[EXERCISE DIRECTIONS] Copy out the following data verbatim, line by line, with no changes.
===== SUPPLIED RECORDS =====
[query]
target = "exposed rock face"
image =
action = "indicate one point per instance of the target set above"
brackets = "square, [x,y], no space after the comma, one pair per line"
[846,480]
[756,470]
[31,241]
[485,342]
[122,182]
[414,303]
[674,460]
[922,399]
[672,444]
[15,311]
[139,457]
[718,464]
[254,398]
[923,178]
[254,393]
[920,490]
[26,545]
=====
[RESULT OF THIS EXERCISE]
[query]
target = "exposed rock face"
image =
action = "indicate one point per instance of the target set above"
brackets = "square, [x,y], no space after the comma, one pair per line"
[846,480]
[756,470]
[31,241]
[485,342]
[122,182]
[414,303]
[674,460]
[922,399]
[672,444]
[15,311]
[139,457]
[718,464]
[254,398]
[923,178]
[254,393]
[920,490]
[26,545]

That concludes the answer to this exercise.